**AIM OF THE EXERCISE:**
Repeat the material below exactly, with no pictures.

(Dataset records about object locations)
▶

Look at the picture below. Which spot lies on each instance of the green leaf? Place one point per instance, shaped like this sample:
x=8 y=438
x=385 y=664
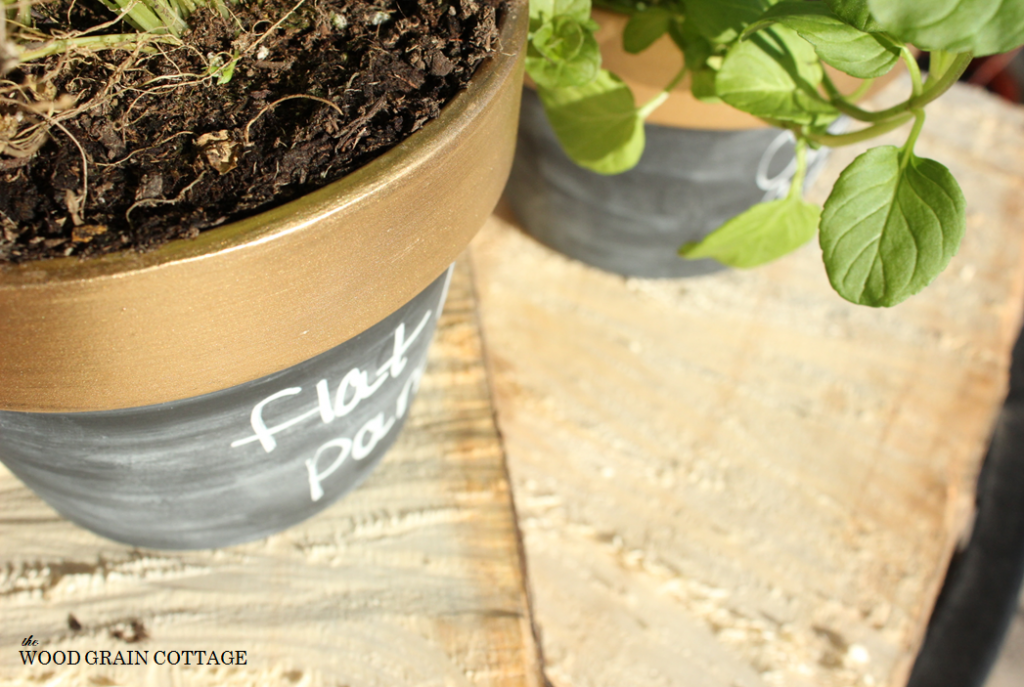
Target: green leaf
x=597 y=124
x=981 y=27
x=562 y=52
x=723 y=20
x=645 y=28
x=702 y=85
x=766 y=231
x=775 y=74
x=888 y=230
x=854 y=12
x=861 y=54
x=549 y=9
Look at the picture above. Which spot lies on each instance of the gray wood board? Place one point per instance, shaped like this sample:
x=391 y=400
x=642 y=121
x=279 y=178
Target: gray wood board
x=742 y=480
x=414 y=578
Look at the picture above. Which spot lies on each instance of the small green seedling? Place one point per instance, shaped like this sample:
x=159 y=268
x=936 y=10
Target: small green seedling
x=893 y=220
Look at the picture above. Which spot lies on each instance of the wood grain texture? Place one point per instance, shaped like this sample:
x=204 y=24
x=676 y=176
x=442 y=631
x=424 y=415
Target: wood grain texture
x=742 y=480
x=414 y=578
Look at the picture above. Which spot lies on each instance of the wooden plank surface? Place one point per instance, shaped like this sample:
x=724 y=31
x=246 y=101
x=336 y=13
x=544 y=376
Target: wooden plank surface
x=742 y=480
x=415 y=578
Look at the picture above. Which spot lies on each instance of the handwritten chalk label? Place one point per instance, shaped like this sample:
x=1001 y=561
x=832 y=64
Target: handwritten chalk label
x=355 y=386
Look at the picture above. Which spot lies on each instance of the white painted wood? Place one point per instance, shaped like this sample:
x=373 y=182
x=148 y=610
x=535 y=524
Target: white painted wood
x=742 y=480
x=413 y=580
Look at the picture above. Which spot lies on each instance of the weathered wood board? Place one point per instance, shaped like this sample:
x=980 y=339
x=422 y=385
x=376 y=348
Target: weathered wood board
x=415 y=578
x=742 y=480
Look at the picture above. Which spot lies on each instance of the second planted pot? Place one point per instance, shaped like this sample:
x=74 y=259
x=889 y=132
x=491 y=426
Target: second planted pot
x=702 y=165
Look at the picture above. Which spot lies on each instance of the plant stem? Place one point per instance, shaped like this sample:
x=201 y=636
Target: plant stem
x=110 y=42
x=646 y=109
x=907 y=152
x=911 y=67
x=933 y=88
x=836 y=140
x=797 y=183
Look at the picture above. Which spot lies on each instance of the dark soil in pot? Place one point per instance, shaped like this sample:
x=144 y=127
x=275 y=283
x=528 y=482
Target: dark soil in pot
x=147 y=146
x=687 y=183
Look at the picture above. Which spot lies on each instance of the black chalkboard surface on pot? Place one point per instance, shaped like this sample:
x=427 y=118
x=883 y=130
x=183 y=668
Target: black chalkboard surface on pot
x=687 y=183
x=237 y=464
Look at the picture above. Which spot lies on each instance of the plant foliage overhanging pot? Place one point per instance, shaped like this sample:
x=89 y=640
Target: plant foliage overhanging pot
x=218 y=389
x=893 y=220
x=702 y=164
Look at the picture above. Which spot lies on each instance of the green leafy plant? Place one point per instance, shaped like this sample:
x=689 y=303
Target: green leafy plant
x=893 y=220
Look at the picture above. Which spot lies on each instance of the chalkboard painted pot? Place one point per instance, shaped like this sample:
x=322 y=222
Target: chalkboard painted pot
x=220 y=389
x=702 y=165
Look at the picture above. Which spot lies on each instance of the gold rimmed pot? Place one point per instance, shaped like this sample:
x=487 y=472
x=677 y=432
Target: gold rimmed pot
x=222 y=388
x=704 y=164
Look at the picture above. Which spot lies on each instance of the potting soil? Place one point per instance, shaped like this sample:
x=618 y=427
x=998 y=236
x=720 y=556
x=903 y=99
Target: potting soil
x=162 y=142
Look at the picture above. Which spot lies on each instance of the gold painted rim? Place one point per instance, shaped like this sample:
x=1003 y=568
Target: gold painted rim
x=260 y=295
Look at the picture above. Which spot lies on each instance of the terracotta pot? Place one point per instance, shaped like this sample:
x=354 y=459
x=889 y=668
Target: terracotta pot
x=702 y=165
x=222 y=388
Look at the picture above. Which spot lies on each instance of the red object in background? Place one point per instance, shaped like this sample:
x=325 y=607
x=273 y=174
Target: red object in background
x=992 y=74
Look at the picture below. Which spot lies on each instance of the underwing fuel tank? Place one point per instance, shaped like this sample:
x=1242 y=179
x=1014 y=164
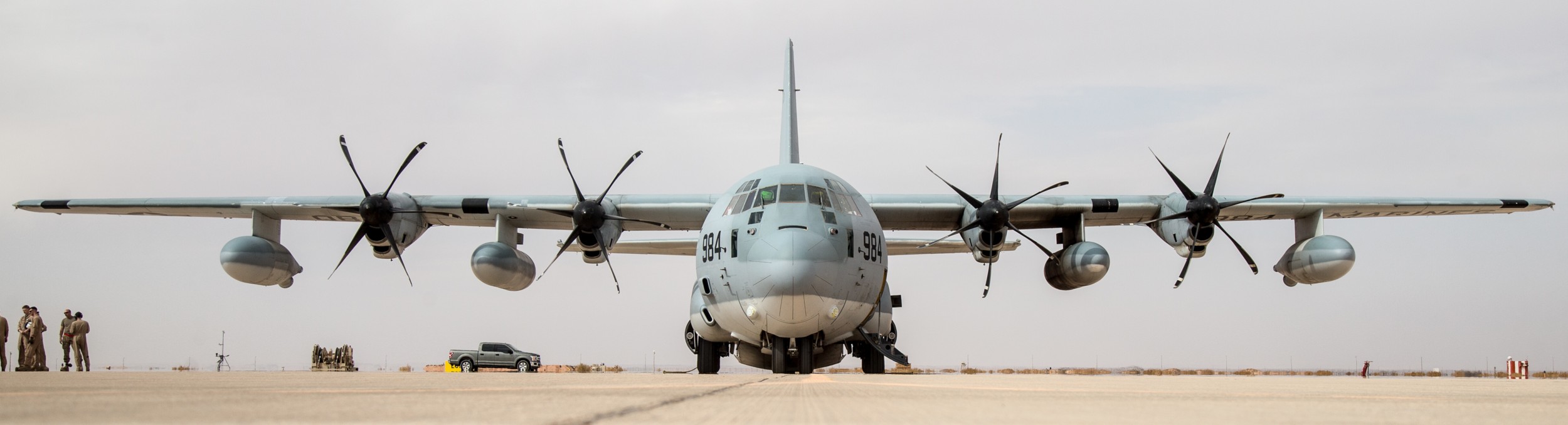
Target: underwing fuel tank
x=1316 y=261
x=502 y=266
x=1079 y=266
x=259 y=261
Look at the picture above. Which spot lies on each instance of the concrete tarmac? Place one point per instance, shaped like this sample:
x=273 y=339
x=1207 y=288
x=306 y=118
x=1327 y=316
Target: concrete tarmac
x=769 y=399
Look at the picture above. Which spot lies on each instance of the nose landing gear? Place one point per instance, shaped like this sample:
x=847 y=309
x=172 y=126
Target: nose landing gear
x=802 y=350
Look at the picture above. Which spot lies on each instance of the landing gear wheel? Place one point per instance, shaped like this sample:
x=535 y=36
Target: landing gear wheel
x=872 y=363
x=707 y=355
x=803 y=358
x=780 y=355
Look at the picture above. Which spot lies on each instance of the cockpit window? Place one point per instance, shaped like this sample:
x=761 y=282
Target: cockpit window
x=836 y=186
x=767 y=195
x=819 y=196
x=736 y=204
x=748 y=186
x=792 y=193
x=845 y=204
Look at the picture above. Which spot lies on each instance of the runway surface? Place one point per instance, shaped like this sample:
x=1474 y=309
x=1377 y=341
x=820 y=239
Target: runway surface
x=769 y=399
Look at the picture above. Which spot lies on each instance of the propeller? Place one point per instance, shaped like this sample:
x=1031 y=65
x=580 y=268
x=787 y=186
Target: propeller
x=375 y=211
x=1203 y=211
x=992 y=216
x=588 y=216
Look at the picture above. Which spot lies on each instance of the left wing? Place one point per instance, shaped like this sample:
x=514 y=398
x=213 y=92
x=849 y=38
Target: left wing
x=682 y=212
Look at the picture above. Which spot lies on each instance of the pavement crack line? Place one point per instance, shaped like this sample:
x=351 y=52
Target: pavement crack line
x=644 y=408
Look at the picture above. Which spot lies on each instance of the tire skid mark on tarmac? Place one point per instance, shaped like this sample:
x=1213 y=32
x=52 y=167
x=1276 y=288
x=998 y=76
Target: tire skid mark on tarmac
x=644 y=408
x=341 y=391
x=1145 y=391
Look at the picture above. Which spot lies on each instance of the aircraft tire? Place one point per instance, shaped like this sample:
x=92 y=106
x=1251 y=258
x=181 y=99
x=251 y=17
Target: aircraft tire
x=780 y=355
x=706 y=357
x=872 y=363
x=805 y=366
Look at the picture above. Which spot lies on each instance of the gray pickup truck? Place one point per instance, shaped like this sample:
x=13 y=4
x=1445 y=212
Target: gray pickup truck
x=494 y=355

◀

**EXERCISE ANSWER:**
Look at the picture below. Which spot lies on each instance of the green leaf? Place one point per instance, shaped like this sample:
x=8 y=438
x=385 y=664
Target: green leaf
x=597 y=124
x=981 y=27
x=562 y=52
x=723 y=20
x=645 y=28
x=702 y=85
x=766 y=231
x=775 y=74
x=888 y=230
x=854 y=12
x=861 y=54
x=549 y=9
Look at the picture above. Which spot lies on each instance of the gray wood board? Place one point per instance, shaped like this sample:
x=391 y=400
x=642 y=121
x=279 y=178
Target: gray wood board
x=742 y=480
x=414 y=578
Look at the picture above. Which spot lies on each instance of the small green seedling? Place one point per instance, shaped like this sample:
x=159 y=268
x=936 y=10
Target: small green seedling
x=893 y=220
Look at the picture above. Which spot lies on each instance of the wood grain texture? Place one point per instance, shaped like this sample:
x=204 y=24
x=676 y=176
x=442 y=631
x=424 y=415
Target: wood grain texture
x=742 y=480
x=414 y=578
Look at the picture above. Which spot lies on each instance of the wooden plank surface? Place one point per instance, shaped like this sample:
x=724 y=31
x=246 y=101
x=336 y=13
x=544 y=376
Target: wooden plank surface
x=742 y=480
x=415 y=578
Look at the picture above. Which spot lies on each instance of the handwritten chalk label? Place one point per instance, shaped like this sample:
x=1001 y=561
x=832 y=64
Target: handwritten chalk label
x=355 y=386
Look at the picture above. Which spot lies on each instance of the white painted wood? Place one point per instance, shaped like this sample:
x=373 y=182
x=148 y=610
x=535 y=524
Target: white painted wood
x=742 y=480
x=413 y=580
Look at the picture above. Which spot lies on each instance of the weathered wood board? Place one point per instance, shaped like this sample:
x=980 y=339
x=422 y=385
x=376 y=348
Target: weathered wood board
x=415 y=578
x=742 y=480
Look at the picture above. Which spot lies on each instance of the second planted pot? Place one point per instance, shaped like this sample:
x=74 y=259
x=889 y=132
x=491 y=426
Target: second planted pot
x=702 y=165
Look at the picture above. Which spot lies on each instance of the plant stem? Place one point per instance, shaped like this sample:
x=201 y=636
Target: plant stem
x=110 y=42
x=646 y=109
x=907 y=152
x=911 y=67
x=933 y=88
x=836 y=140
x=797 y=183
Look at the picture above. Which spot lies on each instance of the dark soil in pot? Place one point per instance, shaped like this sample:
x=144 y=127
x=275 y=283
x=528 y=482
Target: dark soil in pot
x=147 y=146
x=687 y=183
Look at the picture above. Which spot lies on each instance of the black chalkboard surface on pot? Place one point per instance, shaped like this sample:
x=427 y=118
x=883 y=130
x=183 y=668
Target: black chalkboard surface on pot
x=687 y=183
x=237 y=464
Look at the picture above. Which spot lies on each instance of the plant foliage overhanging pot? Place one point per instance, shaped like this sample:
x=89 y=640
Target: plant foliage overhanging pot
x=218 y=389
x=893 y=220
x=702 y=164
Look at the picture above. Which spot lies on each instance of the green leafy plant? Place one point per instance, shaped like this sample:
x=689 y=303
Target: green leafy plant
x=893 y=220
Look at the picture above. Which spot lies on each instance of the chalkboard painted pot? Place one point per instance, shaped like this sample:
x=322 y=222
Target: chalkboard painted pot
x=220 y=389
x=702 y=165
Look at the picture above. Which spot lies on each instance of the gold rimmed pot? Place one point per instance, shaped like this sample:
x=487 y=472
x=677 y=432
Target: gold rimmed pot
x=222 y=388
x=704 y=164
Look at the picture above. Which spot lies on each instance of the potting soil? Place one point per instance, shaped like this sample:
x=618 y=427
x=998 y=236
x=720 y=556
x=903 y=99
Target: potting soil
x=162 y=142
Look at the picture above. Which spot lies on each instance of the gold painted rim? Place one point per instance, shaped like this sample:
x=1003 y=568
Target: gold painted rim
x=260 y=295
Look at the picture above. Which spot lies on each instance of the terracotta pot? Place one point per instance, shaped like this sample:
x=354 y=459
x=889 y=668
Target: terracotta pot
x=702 y=165
x=222 y=388
Look at the picture above. Which spot lies on each instance of the red object in background? Place one point per instance, shaped like this sample:
x=325 y=607
x=273 y=174
Target: red object in background
x=992 y=74
Look at the picture below. Which spot lies on each instance of the underwing fuel tank? Place one point per instance, shaped like this sample:
x=1242 y=179
x=1014 y=164
Target: underwing fuel tank
x=1316 y=261
x=502 y=266
x=1079 y=266
x=259 y=261
Look at the picture above. Which spot lies on each instance of the concrete tarmac? Place one point per instance, shaped like this sample:
x=273 y=339
x=1207 y=288
x=306 y=118
x=1327 y=316
Target: concrete tarmac
x=769 y=399
Look at the picture above. Which spot lies on each instance of the nose landing gear? Place one point per instance, shaped like this sample:
x=847 y=309
x=172 y=126
Target: nose landing gear
x=802 y=350
Look at the picture above. Which spot lies on each instance of the landing gear wheel? Place one point per instance, shaped like this sample:
x=535 y=36
Target: landing gear wheel
x=872 y=363
x=707 y=355
x=803 y=358
x=780 y=355
Look at the picture above. Which spot lies on each instance of the cockpit window? Place one point per instance, shaped like this sample:
x=761 y=282
Target: cockpit window
x=836 y=186
x=767 y=195
x=819 y=196
x=736 y=204
x=748 y=186
x=792 y=193
x=845 y=204
Look at the picture above. Which spot lies on each instance of the runway surface? Place one point per instance, shaped like this sample:
x=1474 y=309
x=1377 y=341
x=820 y=239
Target: runway surface
x=769 y=399
Look at the picture above. Which spot lies on each instance of the propeller? Place one point per instance, shaped like this sample:
x=1031 y=65
x=580 y=268
x=787 y=186
Target: propeller
x=375 y=211
x=1203 y=211
x=992 y=216
x=588 y=216
Look at the picture above. Which spot lies on each instance of the left wing? Place one point per instance, shaped like this sample:
x=514 y=398
x=213 y=92
x=849 y=38
Target: left wing
x=682 y=212
Look at the picture above. Which spot lies on each instance of the pavement crack line? Place one point per instance, shaped like this sample:
x=351 y=52
Target: pavement crack line
x=644 y=408
Look at the picture above. Which spot lies on each instance of the tire skid mark on tarmac? Place one point per instance, shaped like this sample:
x=1213 y=32
x=52 y=167
x=1276 y=288
x=998 y=76
Target: tire skid mark on tarmac
x=644 y=408
x=341 y=391
x=1145 y=391
Look at the picture above. Which spot lies on each instance of the aircraft tire? Place one point per instance, shaped like this sample:
x=92 y=106
x=1251 y=258
x=181 y=99
x=251 y=17
Target: aircraft tire
x=780 y=355
x=706 y=357
x=872 y=363
x=805 y=366
Look at the picture above. Which spot lies on each instance of the gray pickup truck? Place one point per instance, shaped like this sample:
x=13 y=4
x=1445 y=212
Target: gray pickup truck
x=494 y=355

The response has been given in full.